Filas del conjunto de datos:
_ _ _ _

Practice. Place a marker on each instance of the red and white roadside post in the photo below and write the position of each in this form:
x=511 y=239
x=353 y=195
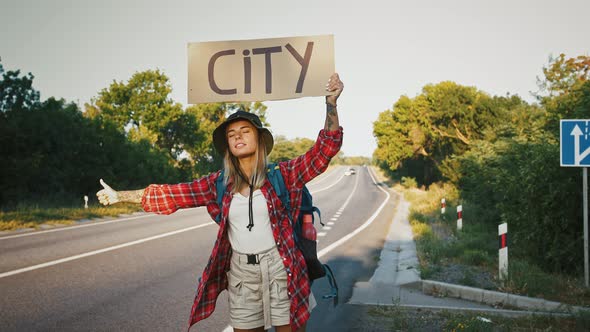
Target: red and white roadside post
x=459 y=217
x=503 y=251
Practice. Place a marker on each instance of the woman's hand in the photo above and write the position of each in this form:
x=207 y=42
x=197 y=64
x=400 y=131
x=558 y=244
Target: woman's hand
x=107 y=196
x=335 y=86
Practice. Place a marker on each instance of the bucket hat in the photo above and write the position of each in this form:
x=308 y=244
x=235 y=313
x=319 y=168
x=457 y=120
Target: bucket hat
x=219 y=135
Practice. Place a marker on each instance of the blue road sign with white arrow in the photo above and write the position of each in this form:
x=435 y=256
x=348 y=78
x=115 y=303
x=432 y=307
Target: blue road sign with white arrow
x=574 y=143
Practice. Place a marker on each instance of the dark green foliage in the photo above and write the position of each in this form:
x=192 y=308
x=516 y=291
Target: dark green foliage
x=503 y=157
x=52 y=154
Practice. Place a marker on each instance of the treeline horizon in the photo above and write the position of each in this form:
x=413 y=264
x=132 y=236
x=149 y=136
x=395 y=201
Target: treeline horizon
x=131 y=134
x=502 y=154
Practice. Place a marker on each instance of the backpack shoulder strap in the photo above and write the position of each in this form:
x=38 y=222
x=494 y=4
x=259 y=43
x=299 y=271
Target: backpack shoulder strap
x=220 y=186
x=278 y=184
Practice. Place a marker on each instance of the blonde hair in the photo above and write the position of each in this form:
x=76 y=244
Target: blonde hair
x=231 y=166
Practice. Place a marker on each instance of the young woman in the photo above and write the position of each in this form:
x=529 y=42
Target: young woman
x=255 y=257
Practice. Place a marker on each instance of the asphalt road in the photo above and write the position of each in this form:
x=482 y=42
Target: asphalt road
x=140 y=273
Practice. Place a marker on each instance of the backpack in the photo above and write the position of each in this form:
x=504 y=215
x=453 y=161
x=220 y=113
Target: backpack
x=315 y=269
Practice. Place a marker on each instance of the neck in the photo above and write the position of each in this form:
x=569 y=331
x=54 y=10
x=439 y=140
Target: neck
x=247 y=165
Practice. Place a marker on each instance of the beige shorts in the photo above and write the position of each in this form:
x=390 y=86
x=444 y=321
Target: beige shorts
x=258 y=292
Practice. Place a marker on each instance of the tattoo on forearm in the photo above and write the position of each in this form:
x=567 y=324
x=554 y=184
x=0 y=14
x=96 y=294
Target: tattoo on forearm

_ _ _ _

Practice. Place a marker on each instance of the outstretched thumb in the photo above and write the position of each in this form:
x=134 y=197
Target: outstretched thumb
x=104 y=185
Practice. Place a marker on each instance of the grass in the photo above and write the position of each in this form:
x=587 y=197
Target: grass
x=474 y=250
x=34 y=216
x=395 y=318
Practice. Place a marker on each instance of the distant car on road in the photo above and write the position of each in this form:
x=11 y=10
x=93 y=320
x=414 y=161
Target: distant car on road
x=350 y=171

_ _ _ _

¿Puedes citar literalmente todo lo que va desde la línea que contiene «Practice. Place a marker on each instance of the beige» hasta la línea que contiene «x=258 y=292», ambas incluidas?

SOLUCIÓN PROPUESTA ▸
Practice. Place a marker on each instance of the beige shorts in the photo above and write the position of each in this form:
x=390 y=86
x=444 y=321
Target: beige shorts
x=258 y=292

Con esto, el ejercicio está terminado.